Given records:
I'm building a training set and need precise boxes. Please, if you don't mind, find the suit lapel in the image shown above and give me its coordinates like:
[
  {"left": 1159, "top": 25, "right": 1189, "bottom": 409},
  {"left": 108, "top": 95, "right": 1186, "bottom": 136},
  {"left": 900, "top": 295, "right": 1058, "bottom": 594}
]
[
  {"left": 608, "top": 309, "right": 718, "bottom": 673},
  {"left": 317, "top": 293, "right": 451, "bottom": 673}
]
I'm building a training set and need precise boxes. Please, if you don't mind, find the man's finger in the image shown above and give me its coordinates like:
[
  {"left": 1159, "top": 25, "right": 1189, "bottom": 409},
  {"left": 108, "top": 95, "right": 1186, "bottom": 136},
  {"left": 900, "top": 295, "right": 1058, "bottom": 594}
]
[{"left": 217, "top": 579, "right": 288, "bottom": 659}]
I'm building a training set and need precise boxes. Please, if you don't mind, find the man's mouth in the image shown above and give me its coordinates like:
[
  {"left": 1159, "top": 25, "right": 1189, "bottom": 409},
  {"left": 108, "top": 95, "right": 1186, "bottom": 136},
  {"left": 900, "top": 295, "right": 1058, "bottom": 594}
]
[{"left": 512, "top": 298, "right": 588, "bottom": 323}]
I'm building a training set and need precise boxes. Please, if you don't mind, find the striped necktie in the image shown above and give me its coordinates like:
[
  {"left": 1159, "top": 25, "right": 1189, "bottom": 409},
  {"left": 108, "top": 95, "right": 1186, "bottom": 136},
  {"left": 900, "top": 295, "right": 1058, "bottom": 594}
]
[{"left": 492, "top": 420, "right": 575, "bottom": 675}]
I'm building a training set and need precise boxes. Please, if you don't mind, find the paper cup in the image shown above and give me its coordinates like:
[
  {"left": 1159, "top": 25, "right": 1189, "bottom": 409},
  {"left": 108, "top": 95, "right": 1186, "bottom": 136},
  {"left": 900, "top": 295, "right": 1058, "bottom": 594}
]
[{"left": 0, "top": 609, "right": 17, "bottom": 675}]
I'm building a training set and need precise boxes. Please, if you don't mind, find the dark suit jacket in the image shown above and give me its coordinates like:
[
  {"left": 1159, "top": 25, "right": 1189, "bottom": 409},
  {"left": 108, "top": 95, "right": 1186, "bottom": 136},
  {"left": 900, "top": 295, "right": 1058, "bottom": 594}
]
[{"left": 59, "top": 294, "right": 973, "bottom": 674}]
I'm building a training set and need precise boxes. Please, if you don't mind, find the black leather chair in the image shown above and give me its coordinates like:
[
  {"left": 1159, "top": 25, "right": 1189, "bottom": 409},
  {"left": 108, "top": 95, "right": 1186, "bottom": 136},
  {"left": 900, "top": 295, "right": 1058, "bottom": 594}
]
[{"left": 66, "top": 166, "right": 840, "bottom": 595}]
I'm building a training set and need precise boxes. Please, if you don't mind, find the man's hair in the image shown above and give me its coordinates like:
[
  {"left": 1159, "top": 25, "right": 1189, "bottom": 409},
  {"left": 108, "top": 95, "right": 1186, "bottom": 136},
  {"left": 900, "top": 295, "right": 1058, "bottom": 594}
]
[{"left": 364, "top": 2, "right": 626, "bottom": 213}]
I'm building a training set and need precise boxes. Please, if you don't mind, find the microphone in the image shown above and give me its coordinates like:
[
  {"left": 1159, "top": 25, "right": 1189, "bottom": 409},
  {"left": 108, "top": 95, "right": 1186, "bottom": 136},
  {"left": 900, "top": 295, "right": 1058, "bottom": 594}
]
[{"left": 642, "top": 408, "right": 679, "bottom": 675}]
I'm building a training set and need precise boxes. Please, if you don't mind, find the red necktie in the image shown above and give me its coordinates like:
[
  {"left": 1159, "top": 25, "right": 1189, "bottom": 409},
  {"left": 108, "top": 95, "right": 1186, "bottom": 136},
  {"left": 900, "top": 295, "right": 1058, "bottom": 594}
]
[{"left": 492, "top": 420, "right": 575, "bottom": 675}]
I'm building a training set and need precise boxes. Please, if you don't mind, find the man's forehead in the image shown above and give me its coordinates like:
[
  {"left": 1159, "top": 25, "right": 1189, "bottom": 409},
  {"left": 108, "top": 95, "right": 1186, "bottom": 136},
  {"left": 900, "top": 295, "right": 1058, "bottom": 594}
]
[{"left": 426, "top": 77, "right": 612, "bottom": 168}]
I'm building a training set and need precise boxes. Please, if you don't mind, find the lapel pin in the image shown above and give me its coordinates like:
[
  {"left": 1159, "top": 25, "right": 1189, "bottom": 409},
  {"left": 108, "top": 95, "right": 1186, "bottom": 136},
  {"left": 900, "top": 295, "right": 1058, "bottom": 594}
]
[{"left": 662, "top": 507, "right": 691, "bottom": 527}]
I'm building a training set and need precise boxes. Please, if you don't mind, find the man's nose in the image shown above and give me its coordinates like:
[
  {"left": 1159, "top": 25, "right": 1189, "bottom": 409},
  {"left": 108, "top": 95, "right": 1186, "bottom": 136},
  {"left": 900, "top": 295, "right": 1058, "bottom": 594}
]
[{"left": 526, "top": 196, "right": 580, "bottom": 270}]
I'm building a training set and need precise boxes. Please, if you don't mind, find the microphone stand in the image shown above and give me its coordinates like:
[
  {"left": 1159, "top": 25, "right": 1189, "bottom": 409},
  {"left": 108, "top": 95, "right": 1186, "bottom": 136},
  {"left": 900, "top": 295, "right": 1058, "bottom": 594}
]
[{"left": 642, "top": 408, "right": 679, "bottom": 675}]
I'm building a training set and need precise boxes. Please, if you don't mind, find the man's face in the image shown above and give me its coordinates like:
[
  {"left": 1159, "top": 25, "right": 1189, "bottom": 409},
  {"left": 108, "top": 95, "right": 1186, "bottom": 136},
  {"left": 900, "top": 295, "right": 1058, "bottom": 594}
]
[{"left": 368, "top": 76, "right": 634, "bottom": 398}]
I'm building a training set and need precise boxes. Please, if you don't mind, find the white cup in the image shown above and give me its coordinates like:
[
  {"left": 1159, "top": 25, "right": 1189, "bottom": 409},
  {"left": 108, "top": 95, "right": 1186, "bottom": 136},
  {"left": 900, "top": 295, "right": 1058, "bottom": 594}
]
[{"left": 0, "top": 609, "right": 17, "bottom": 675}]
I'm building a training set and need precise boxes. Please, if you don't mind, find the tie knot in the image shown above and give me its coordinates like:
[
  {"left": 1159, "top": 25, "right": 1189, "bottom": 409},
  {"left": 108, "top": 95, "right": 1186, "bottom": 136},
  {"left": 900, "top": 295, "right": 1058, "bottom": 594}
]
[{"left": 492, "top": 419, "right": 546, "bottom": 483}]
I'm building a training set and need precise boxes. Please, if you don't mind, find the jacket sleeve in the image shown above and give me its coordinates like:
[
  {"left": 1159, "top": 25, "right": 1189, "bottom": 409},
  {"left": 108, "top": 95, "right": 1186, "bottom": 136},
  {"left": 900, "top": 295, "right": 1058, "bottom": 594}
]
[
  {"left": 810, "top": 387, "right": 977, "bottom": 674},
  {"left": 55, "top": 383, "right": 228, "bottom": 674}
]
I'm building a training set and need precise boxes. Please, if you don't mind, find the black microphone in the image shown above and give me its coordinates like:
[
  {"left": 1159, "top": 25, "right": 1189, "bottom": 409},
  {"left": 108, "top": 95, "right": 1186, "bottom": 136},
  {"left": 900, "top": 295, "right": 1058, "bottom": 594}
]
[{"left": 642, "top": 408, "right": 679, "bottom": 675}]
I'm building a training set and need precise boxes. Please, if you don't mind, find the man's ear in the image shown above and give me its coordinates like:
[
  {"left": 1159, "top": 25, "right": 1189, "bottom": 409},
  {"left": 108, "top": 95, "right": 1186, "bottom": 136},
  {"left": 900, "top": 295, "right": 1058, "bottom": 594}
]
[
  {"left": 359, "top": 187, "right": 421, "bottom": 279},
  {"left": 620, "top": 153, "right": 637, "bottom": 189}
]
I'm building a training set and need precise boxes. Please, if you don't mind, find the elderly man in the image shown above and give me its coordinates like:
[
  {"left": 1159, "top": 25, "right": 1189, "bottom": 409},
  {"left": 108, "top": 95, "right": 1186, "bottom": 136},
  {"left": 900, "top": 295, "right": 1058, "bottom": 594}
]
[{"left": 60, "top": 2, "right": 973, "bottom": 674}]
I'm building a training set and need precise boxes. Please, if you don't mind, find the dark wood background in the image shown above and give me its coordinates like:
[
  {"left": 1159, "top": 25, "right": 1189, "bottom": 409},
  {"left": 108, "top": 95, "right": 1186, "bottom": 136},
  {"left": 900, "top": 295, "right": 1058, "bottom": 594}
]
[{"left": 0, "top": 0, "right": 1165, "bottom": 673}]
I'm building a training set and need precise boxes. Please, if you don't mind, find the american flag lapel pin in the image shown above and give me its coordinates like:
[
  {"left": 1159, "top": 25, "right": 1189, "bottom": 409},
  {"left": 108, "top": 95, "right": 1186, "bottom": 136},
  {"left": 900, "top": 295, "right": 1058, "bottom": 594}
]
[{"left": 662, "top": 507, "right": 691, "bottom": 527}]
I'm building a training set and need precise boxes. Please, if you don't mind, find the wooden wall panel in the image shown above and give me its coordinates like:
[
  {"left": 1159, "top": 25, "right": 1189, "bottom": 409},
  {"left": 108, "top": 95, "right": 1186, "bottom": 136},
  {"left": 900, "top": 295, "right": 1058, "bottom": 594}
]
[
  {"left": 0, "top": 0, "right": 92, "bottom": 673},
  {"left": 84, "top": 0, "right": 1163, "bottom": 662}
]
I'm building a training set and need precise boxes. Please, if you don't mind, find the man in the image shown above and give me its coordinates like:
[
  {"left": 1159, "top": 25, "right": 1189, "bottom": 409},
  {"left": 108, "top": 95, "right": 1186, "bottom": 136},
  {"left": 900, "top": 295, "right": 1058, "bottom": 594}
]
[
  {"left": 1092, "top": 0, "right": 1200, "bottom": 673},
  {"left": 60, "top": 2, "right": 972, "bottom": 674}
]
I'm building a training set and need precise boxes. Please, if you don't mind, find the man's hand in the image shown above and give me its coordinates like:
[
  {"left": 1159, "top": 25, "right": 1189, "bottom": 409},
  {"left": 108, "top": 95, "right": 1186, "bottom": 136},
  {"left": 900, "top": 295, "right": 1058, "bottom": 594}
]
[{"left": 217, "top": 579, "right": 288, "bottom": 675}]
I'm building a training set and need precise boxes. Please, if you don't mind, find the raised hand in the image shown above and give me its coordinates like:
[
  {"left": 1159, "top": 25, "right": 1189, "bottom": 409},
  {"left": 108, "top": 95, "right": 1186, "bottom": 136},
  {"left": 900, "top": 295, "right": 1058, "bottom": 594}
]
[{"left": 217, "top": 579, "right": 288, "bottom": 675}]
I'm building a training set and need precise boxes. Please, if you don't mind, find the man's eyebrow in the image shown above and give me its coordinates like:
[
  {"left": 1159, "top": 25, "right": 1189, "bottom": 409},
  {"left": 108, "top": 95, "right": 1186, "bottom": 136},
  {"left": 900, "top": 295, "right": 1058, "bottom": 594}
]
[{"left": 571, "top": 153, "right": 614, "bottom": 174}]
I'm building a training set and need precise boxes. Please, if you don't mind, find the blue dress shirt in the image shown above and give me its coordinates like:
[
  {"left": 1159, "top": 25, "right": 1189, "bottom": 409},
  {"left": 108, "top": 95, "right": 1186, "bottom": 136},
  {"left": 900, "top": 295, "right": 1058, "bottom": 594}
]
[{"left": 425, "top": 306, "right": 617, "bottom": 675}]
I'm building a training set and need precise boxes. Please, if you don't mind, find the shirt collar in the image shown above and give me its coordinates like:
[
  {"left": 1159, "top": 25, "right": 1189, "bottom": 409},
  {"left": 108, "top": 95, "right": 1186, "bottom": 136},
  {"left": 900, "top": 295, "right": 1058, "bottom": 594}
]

Set task: Collect every line of the entries above that contains the word "microphone", treating uppercase and lowercase letters as distinct.

Exercise result:
I'm building a training set and need precise boxes. Please, if you don't mind, find the microphone in the image shown above and give me its coordinates like:
I'm building a training set and need precise boxes. Please, if you don't mind, find the microphone stand in the image shown above and give me its coordinates like:
I'm building a training set and need precise boxes. Please, if you don't mind, find the black microphone in the image shown above and give me its coordinates like:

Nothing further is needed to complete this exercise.